AIM A: Print the passage on Italy's fiscal commitments from "4. The programme" up to and including "expenditure and revenue.".

EXTRACTED TEXT:
#####

4. The programme of privatization of state-owned assets to be pursued by the
   Italian authorities is intended to provide net proceeds to the state
   sector accounts of LIT 7 trillion in 1993, LIT 15 trillion in 1994 and
   LIT 12 trillion in 1995. Within the framework of legislation already
   passed, the Italian Government will publish a list of public sector
   enterprises and other state-owned assets to be privatized together with
   an indicative timetable for these sales. Any state sector privatization
   receipts in excess of those currently planned will be used to increase
   the state sector primary surplus and hence to reduce the debt ratio, and
   will not be used to substitute for other necessary adjustments of
   expenditure and revenue.
5. Within the framework of the enabling legislation already enacted, the
   Italian Government will continue implementation of detailed measures of
   structural reform in the areas of (i) health care, with the aim of
   reducing inefficiencies and containing expenditure, also by rendering the
   regional level of government fully responsible for expenditure overruns
   incurred in the operations of the decentralized National Health Service;
   (ii) civil service, in order to improve the control on expenditure for
   compensation of employees and the efficiency and productivity of public
   administration, also by having recourse to extended mobility of personnel
   and   increasing managerial responsibility; (iii) pensions, with the
   objective of stabilizing pension expenditure relative to GDP, also by
   raising the retirement age, harmonizing pension schemes and limiting
   indexation to the protection of purchasing power; and (iv) local finance,
   in order to decrease the dependence of local authorities on transfers
   from the central government, also by introducing new forms of local
   taxation.

#####

Dataset entries about object locations
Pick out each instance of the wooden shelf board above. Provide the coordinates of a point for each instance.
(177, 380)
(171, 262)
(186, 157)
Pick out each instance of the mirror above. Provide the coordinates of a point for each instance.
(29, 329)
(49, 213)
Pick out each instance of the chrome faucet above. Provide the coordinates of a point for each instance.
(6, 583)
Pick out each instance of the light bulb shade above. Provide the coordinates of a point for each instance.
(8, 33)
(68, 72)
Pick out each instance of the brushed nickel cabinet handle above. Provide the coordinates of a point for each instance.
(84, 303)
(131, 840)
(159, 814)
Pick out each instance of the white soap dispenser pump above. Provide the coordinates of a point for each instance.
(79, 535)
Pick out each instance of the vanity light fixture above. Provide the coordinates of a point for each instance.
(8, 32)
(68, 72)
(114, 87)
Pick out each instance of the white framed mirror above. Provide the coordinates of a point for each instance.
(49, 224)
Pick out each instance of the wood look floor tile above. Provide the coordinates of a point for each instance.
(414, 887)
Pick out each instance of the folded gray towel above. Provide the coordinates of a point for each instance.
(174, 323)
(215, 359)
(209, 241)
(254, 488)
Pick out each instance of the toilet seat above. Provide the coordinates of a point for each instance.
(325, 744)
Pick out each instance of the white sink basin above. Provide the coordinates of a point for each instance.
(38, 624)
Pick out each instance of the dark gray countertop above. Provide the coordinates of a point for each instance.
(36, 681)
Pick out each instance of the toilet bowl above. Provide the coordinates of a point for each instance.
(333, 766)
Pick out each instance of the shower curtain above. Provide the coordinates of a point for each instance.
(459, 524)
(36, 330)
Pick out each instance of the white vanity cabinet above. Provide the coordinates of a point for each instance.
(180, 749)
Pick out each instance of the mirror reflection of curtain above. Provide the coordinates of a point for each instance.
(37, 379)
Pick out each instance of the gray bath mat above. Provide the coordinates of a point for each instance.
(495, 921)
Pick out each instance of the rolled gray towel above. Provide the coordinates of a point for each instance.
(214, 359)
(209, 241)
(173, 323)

#####

AIM B: Output the entries from the line containing "Pick out each instance of the rolled" up to and including the last line of the entries.

WORKED SOLUTION A:
4. The programme of privatization of state-owned assets to be pursued by the
   Italian authorities is intended to provide net proceeds to the state
   sector accounts of LIT 7 trillion in 1993, LIT 15 trillion in 1994 and
   LIT 12 trillion in 1995. Within the framework of legislation already
   passed, the Italian Government will publish a list of public sector
   enterprises and other state-owned assets to be privatized together with
   an indicative timetable for these sales. Any state sector privatization
   receipts in excess of those currently planned will be used to increase
   the state sector primary surplus and hence to reduce the debt ratio, and
   will not be used to substitute for other necessary adjustments of
   expenditure and revenue.

WORKED SOLUTION B:
Pick out each instance of the rolled gray towel above. Provide the coordinates of a point for each instance.
(214, 359)
(209, 241)
(173, 323)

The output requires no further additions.